*SHORT EXERCISE*.
Extract the final stretch of the data: the line that contains "Task: For every instance of the tree trunk" and every line after it, unaltered, and no other lines.

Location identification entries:

## begin

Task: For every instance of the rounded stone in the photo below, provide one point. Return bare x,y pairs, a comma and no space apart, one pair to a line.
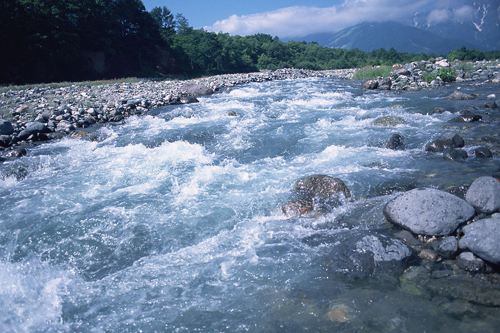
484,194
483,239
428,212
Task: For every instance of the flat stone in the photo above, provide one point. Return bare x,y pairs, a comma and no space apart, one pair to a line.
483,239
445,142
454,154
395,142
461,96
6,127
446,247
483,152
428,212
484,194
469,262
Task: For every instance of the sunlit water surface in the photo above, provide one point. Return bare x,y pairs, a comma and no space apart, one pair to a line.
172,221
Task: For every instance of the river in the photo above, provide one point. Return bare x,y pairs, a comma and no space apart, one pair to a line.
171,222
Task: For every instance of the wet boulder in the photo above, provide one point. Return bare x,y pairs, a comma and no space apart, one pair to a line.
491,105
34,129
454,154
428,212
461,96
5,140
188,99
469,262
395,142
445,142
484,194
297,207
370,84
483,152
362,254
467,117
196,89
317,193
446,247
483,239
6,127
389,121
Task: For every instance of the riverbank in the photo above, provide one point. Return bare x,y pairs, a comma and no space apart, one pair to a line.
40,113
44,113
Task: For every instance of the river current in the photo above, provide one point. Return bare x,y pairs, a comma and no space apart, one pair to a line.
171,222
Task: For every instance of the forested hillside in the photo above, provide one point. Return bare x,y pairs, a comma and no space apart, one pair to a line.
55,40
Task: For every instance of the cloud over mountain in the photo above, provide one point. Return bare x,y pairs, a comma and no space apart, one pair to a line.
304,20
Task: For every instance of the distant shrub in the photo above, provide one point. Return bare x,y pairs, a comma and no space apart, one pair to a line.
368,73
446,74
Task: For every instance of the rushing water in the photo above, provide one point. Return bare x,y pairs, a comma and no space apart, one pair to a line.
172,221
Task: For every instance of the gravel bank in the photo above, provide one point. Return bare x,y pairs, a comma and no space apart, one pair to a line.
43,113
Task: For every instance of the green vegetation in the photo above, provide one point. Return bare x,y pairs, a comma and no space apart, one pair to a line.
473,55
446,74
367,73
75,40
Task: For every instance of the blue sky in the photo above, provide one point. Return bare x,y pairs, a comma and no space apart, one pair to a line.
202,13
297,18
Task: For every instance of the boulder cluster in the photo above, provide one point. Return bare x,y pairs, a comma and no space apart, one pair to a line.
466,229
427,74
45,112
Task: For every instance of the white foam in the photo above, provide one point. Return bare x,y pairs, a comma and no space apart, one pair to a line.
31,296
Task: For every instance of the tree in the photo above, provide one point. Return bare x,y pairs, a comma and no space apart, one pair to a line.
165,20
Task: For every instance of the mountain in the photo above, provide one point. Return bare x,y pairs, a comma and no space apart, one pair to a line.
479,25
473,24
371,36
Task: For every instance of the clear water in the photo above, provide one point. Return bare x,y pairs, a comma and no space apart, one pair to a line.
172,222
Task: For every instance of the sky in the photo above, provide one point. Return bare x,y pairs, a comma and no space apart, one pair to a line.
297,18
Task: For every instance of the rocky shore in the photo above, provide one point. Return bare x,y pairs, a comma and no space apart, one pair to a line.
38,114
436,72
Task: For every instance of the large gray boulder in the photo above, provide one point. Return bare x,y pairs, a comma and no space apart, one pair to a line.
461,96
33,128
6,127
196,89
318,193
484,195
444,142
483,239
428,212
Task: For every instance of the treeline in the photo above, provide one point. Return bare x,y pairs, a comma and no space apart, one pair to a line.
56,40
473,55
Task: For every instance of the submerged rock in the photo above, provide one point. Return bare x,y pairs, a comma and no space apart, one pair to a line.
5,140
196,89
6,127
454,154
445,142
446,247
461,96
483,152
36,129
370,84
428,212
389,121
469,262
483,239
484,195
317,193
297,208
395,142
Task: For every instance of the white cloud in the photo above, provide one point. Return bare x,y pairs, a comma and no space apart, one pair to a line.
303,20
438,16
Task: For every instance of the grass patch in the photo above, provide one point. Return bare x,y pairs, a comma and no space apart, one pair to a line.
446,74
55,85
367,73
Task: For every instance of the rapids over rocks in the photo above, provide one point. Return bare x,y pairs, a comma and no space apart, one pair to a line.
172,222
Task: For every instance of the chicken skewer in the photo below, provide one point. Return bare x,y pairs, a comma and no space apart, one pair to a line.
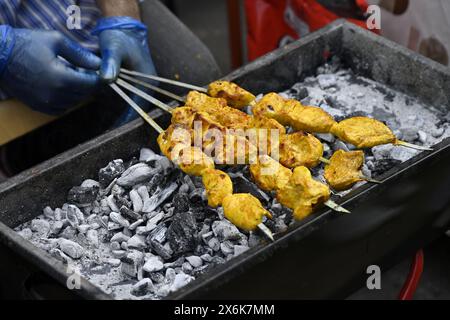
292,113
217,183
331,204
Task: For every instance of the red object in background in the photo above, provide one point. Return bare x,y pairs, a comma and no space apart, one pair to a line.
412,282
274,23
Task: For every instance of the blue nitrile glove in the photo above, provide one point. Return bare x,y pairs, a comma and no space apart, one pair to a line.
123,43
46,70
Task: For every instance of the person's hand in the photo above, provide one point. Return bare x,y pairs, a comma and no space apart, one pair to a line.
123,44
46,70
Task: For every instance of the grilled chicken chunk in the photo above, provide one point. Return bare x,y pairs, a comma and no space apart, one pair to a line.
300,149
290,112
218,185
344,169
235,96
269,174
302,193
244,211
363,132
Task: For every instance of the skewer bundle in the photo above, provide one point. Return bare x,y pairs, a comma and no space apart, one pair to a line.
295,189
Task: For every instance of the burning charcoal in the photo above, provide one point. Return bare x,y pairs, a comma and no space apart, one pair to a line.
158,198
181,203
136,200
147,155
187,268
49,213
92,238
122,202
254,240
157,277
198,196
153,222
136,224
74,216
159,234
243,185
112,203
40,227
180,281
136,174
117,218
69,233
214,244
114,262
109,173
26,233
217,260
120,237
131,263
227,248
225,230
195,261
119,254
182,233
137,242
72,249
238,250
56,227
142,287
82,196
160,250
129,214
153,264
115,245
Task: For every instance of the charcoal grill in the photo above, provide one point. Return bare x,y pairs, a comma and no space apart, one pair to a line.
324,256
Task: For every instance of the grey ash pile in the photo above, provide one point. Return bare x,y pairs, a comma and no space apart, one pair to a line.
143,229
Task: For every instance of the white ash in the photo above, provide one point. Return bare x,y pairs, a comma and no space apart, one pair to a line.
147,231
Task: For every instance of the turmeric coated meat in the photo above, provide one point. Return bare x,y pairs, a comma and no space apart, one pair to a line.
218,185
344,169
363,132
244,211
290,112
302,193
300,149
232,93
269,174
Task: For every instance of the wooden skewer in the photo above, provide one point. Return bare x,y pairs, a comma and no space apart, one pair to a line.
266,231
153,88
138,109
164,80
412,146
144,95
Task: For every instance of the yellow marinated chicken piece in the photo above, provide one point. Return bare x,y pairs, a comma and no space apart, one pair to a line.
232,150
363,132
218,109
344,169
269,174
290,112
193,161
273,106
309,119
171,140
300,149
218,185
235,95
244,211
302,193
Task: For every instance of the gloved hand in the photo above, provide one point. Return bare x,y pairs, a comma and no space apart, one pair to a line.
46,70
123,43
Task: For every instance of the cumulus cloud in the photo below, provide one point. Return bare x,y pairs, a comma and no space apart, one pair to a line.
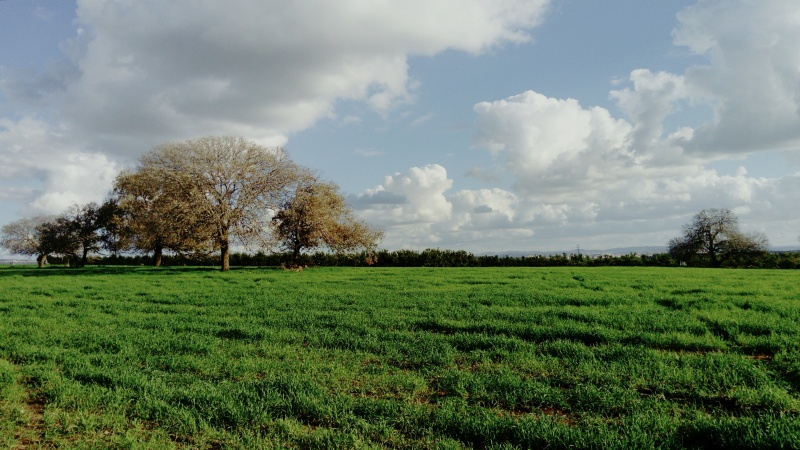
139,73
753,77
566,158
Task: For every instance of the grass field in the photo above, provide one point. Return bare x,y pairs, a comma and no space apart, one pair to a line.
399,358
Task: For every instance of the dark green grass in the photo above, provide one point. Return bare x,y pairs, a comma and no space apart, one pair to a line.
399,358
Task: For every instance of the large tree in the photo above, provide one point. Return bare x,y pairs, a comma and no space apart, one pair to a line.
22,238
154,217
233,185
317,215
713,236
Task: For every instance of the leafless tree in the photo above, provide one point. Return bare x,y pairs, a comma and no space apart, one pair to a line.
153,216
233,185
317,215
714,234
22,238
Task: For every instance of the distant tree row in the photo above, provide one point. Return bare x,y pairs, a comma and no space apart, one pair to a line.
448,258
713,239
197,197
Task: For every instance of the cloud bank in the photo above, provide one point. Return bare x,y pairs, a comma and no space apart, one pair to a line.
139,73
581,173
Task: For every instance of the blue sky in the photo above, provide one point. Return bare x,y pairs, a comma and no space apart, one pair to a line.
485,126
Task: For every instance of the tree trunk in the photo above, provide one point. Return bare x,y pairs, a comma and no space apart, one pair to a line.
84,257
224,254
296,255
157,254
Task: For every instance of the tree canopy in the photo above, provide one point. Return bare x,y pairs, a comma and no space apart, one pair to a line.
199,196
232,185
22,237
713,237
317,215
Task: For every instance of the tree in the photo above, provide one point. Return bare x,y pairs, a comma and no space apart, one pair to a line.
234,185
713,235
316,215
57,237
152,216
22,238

## end

*FINISHED EXERCISE*.
Task: For every instance of the tree trunk in the photo above, provide one point. Return bare x,y pairs, a comma and no space apart, one pair to a line.
84,257
224,254
296,255
157,254
Task: For every instance of the tree canopy in the photo above, provide one point. Return bare x,y pairs, a comma and no space apart, one pair to a line.
199,196
232,185
22,237
713,237
317,215
Task: For every instance of the tree in the photo above, provide one point. Return bare x,y pairs, a comma and no space apart, one pair to a line.
234,185
713,235
316,215
57,237
152,216
22,238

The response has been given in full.